WHAT NEEDS TO BE DONE:
From the first line to the last, write out the records exactly.

[Stored data entries]

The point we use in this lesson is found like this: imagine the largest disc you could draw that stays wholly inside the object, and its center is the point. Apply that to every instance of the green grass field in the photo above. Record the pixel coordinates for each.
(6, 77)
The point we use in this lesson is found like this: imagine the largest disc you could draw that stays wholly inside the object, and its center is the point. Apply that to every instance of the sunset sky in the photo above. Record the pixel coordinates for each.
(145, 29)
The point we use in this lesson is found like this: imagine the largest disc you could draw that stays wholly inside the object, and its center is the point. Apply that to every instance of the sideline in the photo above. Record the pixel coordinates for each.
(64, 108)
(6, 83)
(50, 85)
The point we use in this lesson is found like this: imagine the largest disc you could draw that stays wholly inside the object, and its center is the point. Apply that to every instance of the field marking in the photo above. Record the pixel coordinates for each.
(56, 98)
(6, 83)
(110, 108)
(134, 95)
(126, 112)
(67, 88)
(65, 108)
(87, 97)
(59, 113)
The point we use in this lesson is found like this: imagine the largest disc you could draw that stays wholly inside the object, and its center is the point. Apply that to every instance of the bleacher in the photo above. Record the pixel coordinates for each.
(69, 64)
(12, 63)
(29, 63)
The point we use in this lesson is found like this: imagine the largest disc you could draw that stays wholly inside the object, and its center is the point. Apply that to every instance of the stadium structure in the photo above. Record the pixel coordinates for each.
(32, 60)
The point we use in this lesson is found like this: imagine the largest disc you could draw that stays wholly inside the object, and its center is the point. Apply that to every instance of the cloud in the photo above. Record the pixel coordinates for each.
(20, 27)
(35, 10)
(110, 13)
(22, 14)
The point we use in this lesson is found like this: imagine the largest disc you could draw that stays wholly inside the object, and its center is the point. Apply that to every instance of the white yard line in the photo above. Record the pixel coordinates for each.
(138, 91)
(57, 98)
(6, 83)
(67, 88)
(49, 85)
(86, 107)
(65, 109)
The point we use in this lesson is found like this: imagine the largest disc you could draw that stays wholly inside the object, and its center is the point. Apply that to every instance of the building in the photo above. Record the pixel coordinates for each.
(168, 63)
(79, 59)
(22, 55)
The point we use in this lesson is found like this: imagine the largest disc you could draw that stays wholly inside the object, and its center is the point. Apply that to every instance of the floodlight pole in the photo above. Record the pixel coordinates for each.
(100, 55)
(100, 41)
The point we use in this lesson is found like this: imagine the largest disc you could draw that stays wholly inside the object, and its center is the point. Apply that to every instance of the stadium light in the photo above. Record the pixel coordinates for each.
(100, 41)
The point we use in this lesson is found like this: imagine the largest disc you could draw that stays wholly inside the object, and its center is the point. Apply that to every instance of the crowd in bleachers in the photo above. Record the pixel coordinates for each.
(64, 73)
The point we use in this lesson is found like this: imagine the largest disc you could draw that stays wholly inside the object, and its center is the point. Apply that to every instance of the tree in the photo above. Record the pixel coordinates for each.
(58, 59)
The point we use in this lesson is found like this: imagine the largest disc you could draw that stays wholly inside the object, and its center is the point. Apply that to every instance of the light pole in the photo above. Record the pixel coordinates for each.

RESPONSE:
The point we use in this lesson is found like this: imagine the largest disc you could draw that stays wholly inside the object, and its center is the point. Apply that to every instance of the green grass field in the photo above. Record the pixel coordinates for each.
(6, 77)
The point we use in this lesson is found like this: imagine the largest disc you could draw that stays wholly inside the object, and its center is the point. Apply that to every instance of the sunset sky in the photo above. Record the pixel coordinates for each.
(145, 29)
The point we use in this lesson is found like this: imagine the largest disc you could draw that stays wholly inside the object, and its center is the point. Apply that to every instance of the sideline in the photo above. Record the pixel coordinates for each.
(64, 108)
(6, 83)
(50, 85)
The point we use in this lesson is found like this: imagine the largest disc you could draw that stays wholly inside the object, and its center is the point. Apply that to every instance of the field marking in the photo above. Record the pixel coordinates for each.
(56, 98)
(6, 83)
(110, 108)
(134, 95)
(126, 112)
(67, 88)
(65, 108)
(87, 97)
(59, 113)
The point we use in this lesson is found like this: imagine the largest disc you could draw that stays wholly inside the object, and its center is the point. Apply that to every instance of the bleacher in the photo above. Record the pixel coordinates for each.
(69, 64)
(12, 63)
(29, 63)
The point we use in this lesson is found like this: imagine the largest disc you could draw that stays wholly inside the object, and its center is the point. Apply that to every instance of the stadium structure in the photo above. Record the pixel coordinates for each.
(32, 60)
The point we use in this lesson is found like this: imagine the largest disc you could draw that stays wholly inside the object, and its center is the point. Apply that to every instance of the cloud in the photo above. Record the pixel coordinates for each.
(20, 27)
(35, 10)
(110, 13)
(22, 14)
The point we use in this lesson is found like this: imagine the largest disc you could draw that stays wholly inside the object, and its center is the point. Apply that to every instance of the white yard line in the photo above. Record the pixel coordinates for each.
(138, 91)
(57, 98)
(6, 83)
(67, 88)
(49, 85)
(86, 107)
(65, 109)
The point we use in this lesson is found like this: imagine the largest disc you could draw that stays wholly inside the object, and its center is the point. Apply that to every instance of the building in the photo above. Record the pixel coordinates for each.
(168, 63)
(79, 59)
(22, 55)
The point we use in this lesson is found like this: imagine the largest disc you could draw that stays wholly inside the object, and its center is the point. Apply that to every instance of the floodlight pole in the photo above. Record the pixel coordinates for each.
(100, 55)
(100, 41)
The point we use in this lesson is found like this: imagine the largest disc you could draw that stays wholly inside the object, and its center is the point. Apply that to every instance of the stadium light in the photo above. Record the pixel coordinates for each.
(100, 41)
The point we use in this lesson is found like this: imagine the largest disc you could draw that stays wholly inside the object, and its center is the point. Apply that to every instance of the crowd in bleachers in the photo above. Record the pixel coordinates for each.
(64, 73)
The point we use in this lesson is found like this: imagine the largest disc you could draw that stays wholly inside the object, and its center is the point. Apply that to every instance of the tree in the photo above. Record the pixel coordinates for each.
(58, 59)
The point we use in this lesson is found like this: imagine the largest disc you could draw that stays wholly inside the object, and its center is the point. Apply that to every instance of the light pole in the photo above. Record the pixel coordinates for each.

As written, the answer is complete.